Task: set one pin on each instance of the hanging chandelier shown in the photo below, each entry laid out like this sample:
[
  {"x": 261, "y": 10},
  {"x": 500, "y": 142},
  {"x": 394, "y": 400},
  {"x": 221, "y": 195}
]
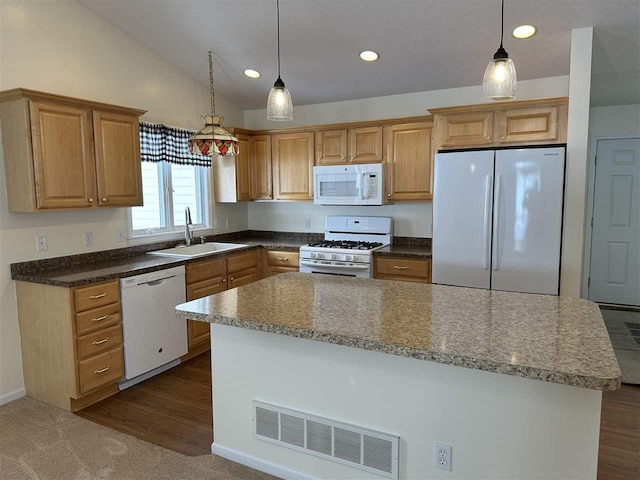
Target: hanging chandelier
[
  {"x": 499, "y": 82},
  {"x": 279, "y": 104},
  {"x": 213, "y": 140}
]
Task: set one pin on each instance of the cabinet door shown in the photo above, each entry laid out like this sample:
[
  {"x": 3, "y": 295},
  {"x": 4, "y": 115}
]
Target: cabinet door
[
  {"x": 63, "y": 158},
  {"x": 243, "y": 177},
  {"x": 118, "y": 165},
  {"x": 533, "y": 124},
  {"x": 293, "y": 166},
  {"x": 198, "y": 332},
  {"x": 365, "y": 145},
  {"x": 260, "y": 162},
  {"x": 331, "y": 147},
  {"x": 409, "y": 161},
  {"x": 243, "y": 277},
  {"x": 473, "y": 129}
]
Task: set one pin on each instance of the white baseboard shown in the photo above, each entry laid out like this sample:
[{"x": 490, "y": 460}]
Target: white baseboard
[
  {"x": 11, "y": 396},
  {"x": 259, "y": 464}
]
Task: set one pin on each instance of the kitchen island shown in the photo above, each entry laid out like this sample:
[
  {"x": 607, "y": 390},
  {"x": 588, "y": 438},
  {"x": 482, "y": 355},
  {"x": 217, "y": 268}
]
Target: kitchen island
[{"x": 511, "y": 381}]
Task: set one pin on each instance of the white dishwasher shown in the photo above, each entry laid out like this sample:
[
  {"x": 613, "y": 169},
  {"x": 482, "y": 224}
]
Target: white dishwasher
[{"x": 154, "y": 338}]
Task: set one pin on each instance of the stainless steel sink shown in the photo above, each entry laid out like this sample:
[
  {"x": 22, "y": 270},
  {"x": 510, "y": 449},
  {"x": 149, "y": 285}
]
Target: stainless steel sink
[{"x": 182, "y": 251}]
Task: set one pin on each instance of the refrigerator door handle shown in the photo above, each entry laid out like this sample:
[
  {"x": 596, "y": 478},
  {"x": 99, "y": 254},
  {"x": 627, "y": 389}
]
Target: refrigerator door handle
[
  {"x": 496, "y": 223},
  {"x": 487, "y": 221}
]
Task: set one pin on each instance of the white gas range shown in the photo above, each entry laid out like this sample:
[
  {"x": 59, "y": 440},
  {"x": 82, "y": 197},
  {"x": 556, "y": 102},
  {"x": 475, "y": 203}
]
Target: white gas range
[{"x": 349, "y": 242}]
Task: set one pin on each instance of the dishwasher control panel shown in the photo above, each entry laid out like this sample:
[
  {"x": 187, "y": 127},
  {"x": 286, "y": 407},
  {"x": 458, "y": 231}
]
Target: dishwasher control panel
[{"x": 151, "y": 276}]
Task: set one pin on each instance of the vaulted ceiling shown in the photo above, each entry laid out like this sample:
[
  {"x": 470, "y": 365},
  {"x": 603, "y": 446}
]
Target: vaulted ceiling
[{"x": 423, "y": 44}]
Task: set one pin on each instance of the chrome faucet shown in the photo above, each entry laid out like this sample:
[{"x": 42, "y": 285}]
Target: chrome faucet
[{"x": 188, "y": 225}]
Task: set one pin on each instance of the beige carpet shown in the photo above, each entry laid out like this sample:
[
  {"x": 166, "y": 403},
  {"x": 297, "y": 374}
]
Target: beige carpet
[{"x": 39, "y": 442}]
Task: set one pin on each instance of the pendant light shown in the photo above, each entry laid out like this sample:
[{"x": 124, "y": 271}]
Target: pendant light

·····

**Written problem**
Copy word for word the lines of the records from the one containing "Task: set one pin on each instance of the pendant" through the last line, inclusive.

**Written response**
Task: set one pin on each instance of the pendant light shown in the photo above, each entry laid out like this sample:
[{"x": 124, "y": 271}]
Target: pendant light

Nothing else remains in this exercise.